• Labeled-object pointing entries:
# # #

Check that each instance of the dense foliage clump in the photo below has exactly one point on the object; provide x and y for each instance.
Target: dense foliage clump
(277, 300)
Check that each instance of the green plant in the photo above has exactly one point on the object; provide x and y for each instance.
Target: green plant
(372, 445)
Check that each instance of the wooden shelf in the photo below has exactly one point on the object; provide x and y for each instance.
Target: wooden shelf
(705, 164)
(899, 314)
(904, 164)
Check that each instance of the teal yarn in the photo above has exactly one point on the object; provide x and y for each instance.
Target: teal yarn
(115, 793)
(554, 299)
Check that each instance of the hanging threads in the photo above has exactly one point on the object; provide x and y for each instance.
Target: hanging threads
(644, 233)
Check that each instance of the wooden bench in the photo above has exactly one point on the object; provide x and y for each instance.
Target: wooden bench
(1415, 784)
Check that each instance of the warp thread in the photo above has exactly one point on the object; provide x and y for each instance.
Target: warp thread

# # #

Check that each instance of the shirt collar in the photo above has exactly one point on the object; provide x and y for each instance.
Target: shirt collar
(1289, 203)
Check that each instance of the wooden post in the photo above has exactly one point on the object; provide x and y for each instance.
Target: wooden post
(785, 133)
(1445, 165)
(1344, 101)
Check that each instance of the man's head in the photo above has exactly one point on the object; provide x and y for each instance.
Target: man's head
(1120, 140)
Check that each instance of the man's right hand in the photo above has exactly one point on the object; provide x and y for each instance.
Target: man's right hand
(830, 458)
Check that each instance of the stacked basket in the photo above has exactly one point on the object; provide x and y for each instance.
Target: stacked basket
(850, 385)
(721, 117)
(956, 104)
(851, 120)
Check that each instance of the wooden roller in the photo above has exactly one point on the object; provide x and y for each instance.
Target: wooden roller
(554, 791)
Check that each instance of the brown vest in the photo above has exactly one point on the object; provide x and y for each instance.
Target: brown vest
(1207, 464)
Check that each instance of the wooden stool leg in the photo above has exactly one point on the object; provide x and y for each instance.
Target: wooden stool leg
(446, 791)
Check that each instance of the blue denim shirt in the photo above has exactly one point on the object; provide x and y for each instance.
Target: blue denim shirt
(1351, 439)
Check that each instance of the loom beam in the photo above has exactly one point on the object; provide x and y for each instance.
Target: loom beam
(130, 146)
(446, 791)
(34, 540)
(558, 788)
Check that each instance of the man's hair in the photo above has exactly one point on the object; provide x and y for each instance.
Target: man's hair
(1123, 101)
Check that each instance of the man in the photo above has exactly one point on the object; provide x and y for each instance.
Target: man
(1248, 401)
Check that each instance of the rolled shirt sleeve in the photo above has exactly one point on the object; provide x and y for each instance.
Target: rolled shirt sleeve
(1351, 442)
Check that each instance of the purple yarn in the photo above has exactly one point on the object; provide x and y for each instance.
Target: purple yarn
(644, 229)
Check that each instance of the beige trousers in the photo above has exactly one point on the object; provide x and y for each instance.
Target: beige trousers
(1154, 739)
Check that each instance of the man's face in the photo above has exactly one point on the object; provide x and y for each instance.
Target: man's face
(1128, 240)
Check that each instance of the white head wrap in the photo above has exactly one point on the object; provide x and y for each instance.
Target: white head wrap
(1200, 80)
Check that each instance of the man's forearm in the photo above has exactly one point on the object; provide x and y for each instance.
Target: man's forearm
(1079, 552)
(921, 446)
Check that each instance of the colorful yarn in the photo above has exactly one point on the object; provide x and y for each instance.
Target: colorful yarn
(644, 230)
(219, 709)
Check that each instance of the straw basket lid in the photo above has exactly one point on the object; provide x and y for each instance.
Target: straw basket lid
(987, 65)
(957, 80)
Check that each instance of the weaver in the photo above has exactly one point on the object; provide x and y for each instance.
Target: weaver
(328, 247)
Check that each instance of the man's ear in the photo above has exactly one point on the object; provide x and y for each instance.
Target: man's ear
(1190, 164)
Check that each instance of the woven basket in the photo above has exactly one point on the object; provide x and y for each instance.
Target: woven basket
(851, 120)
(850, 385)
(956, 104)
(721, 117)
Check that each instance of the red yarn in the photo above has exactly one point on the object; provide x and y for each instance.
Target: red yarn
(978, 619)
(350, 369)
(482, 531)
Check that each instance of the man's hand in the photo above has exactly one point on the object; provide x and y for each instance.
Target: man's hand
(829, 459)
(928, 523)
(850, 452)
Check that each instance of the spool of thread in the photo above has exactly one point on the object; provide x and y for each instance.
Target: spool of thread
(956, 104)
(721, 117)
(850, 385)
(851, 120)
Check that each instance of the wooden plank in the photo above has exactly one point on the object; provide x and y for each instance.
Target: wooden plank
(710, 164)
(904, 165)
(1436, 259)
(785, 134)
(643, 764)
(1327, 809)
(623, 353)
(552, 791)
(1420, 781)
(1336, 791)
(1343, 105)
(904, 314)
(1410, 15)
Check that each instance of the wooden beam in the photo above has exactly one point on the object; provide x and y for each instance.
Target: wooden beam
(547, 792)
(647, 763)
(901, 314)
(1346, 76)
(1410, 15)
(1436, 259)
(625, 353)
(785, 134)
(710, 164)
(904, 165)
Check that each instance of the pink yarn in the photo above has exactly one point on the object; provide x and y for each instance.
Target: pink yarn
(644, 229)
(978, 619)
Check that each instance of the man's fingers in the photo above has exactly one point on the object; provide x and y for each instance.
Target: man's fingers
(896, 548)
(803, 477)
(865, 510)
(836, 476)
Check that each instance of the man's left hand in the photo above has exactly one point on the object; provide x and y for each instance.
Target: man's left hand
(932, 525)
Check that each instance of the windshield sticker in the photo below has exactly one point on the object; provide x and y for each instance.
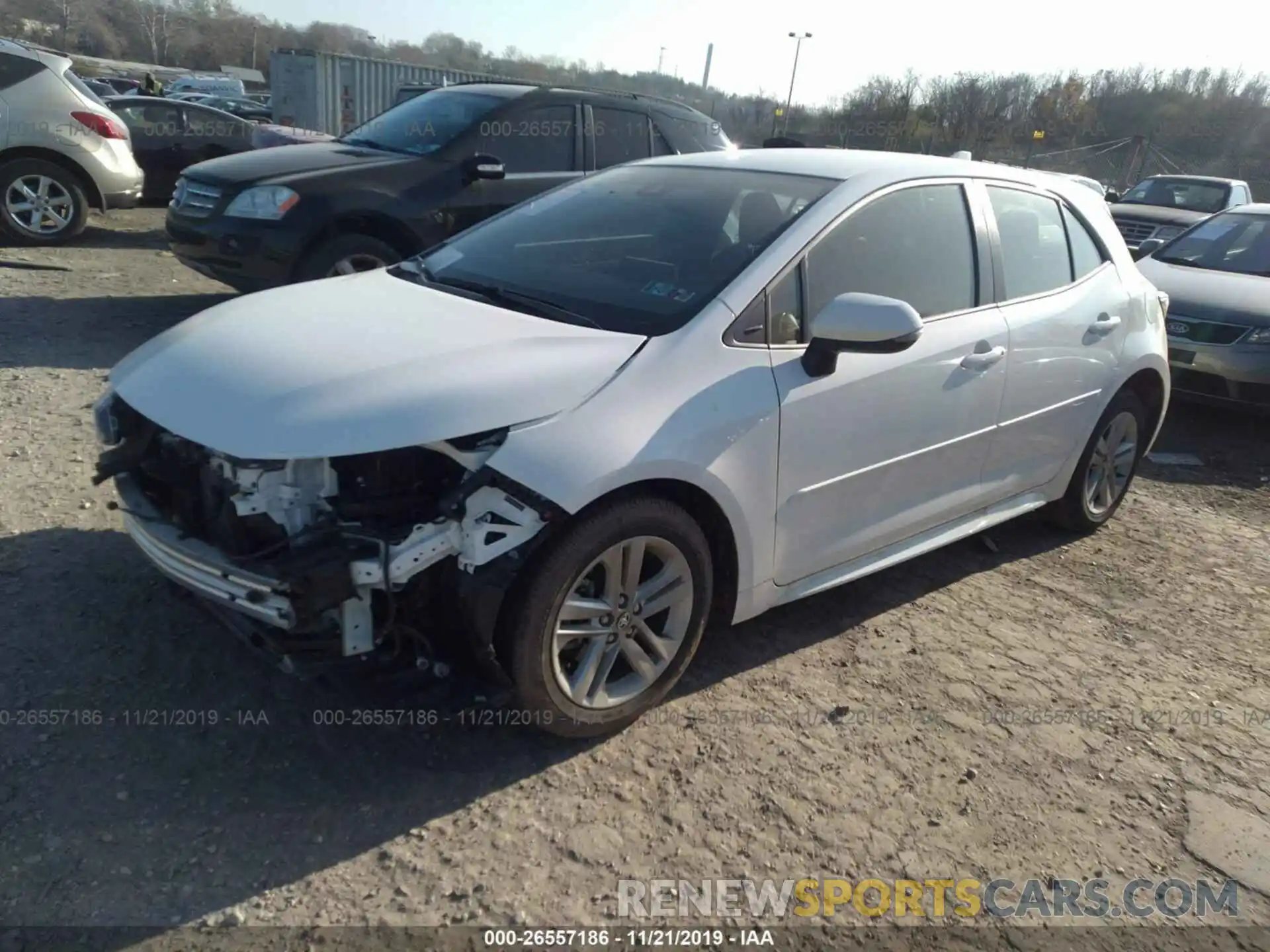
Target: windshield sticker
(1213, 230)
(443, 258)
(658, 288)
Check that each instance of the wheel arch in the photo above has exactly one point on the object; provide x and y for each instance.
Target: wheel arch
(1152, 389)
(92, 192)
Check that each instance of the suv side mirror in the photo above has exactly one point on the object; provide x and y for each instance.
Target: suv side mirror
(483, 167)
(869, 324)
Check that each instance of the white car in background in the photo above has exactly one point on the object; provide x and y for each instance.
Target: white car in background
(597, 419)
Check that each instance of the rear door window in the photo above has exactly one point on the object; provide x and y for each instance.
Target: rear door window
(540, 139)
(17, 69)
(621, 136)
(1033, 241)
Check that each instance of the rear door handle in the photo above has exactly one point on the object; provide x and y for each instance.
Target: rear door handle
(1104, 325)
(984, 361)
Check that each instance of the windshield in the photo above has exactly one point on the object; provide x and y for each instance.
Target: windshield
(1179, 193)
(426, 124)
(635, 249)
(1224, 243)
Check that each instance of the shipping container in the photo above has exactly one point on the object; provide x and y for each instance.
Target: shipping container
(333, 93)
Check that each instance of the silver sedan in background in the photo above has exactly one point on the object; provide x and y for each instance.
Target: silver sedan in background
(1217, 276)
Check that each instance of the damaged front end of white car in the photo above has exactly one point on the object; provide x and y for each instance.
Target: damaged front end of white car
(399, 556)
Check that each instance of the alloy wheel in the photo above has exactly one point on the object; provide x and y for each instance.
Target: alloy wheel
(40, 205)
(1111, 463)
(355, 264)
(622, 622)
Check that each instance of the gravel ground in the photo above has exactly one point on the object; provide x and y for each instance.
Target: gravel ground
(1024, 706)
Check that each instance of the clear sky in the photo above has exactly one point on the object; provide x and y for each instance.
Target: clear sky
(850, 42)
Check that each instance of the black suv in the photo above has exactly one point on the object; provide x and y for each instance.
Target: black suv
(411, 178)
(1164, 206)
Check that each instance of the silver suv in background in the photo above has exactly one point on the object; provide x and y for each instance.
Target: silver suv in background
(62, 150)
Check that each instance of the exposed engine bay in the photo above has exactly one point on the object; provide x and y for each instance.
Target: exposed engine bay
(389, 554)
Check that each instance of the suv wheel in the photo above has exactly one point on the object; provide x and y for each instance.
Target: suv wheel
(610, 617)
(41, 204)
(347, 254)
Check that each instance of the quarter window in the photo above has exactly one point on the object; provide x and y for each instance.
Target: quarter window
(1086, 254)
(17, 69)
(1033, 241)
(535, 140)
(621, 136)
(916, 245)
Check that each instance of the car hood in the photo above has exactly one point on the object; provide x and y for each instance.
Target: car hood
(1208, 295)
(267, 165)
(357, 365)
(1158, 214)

# # #

• Your instructions:
Shift every coordinate in the answers up by 7 and reproduce the listing from the line with "Check that each instance of the wooden post" up to and including the line with "(1207, 464)", requests included. Leave all other text unchanged.

• Exercise result:
Check that each instance of the wooden post in the photo above has exactly one point on the object; provide x and y for each instance.
Target: wooden post
(792, 140)
(1452, 172)
(1351, 108)
Check that each instance of the man's head in the photo above has exactly one point on the object; provide x and y for each instance.
Target: man's head
(1127, 147)
Check that each instance of the man's right hand in the photo above has exactly one point on the object; provide x and y for each instance.
Target: man's right hand
(837, 465)
Check that each instance of the stacked basket in the photo above has exactly one point on the object; provide x and y for each instance.
Target: stacked basket
(857, 392)
(728, 124)
(963, 111)
(858, 127)
Check that each instance of the wooden roller in the photo above has exactly one point on the object; provide x and y for each instance.
Target: wooden roller
(561, 798)
Check that each instance of the brown vest in the photo above has exactly one point on the object; provide x and y for each instance.
Target: brown vest
(1214, 471)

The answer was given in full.